Set problem 1 -
In the text on Lithuania's 2004 parliamentary elections, repeat the passage from "Parliamentary elections were" to "of 31 seats." word for word.
Set problem 2 -
Can you sum up the text on Lithuania's 2004 parliamentary elections in two sentences?
Set problem 3 -
According to the text on Lithuania's 2004 parliamentary elections, how many seats did the outgoing coalition "Working for Lithuania" win in total?

Text shown -
>> begin
All 141 seats in the Seimas
71 seats needed for a majority
  First party Second party
  Viktoras Uspaskichas.2008-07-08.jpg Algirdas Brazauskas 1998.jpg
Leader Viktor Uspaskich Algirdas Brazauskas
Party Labour Social Democrats
Last election New party 45 seats[note 1]
Seats won 39 20
Seat change Increase 39 Decrease 25
Popular vote 340,035 (proportional) 246,852 (proportional-coalition)
Percentage 28.40% (proportional) 20.65% (proportional-coalition)

Prime Minister before election

Algirdas Brazauskas
Social Democrats

Prime Minister

Algirdas Brazauskas
Social Democrats

Coat of arms of Lithuania
This article is part of a series on the
politics and government of
Lithuania
Constitution

Parliamentary elections were held in Lithuania on 10 October 2004, with a second round on 24 October 2004 in the constituencies where no candidate won a majority in the first round of voting. All 141 seats in the Seimas were up for election; 71 in single-seat constituencies elected by majority vote and the remaining 70 in a nationwide constituency based on proportional representation.

The elections were won by the Labour Party with around 28% of the vote in the nationwide constituency and 39 seats in the Eighth Seimas, far short of the 71-seat majority. Outgoing government coalition "Working for Lithuania", consisting of the ruling Social Democratic Party of Lithuania and New Union (Social Liberals), won a total of 31 seats.
>> end
Data rows -
>> begin
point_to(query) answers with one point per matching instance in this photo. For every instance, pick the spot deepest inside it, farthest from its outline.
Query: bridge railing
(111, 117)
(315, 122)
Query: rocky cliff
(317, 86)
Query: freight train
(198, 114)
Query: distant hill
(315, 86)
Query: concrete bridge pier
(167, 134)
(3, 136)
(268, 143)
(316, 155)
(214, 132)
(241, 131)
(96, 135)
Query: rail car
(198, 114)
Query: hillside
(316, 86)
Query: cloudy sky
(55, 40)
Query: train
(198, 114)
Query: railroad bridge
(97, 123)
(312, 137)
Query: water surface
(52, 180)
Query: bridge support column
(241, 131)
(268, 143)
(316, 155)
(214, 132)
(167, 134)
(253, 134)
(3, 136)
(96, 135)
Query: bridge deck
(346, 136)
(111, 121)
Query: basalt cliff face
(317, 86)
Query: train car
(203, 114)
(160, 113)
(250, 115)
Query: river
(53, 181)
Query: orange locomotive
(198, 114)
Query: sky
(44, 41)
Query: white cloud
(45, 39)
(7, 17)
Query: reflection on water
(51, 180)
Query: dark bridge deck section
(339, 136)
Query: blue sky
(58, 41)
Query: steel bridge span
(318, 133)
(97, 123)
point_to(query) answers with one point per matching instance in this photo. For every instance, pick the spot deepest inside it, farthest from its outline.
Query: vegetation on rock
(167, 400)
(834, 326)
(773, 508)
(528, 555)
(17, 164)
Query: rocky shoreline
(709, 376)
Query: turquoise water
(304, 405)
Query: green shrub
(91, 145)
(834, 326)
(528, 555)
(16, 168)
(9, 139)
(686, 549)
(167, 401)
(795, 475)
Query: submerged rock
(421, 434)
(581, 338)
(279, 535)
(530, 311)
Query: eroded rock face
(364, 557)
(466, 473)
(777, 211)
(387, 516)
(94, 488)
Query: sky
>> end
Answer 1 -
Parliamentary elections were held in Lithuania on 10 October 2004, with a second round on 24 October 2004 in the constituencies where no candidate won a majority in the first round of voting. All 141 seats in the Seimas were up for election; 71 in single-seat constituencies elected by majority vote and the remaining 70 in a nationwide constituency based on proportional representation.

The elections were won by the Labour Party with around 28% of the vote in the nationwide constituency and 39 seats in the Eighth Seimas, far short of the 71-seat majority. Outgoing government coalition "Working for Lithuania", consisting of the ruling Social Democratic Party of Lithuania and New Union (Social Liberals), won a total of 31 seats.

Answer 2 -
Lithuania held parliamentary elections on 10 October 2004, with a second round on 24 October 2004 in constituencies where no candidate won a first-round majority, to fill all 141 Seimas seats: 71 by majority vote in single-seat constituencies and 70 by proportional representation nationwide. The Labour Party won with around 28% of the nationwide vote and 39 seats, far short of the 71-seat majority, while the outgoing "Working for Lithuania" coalition won 31 seats in total.

Answer 3 -
31 seats.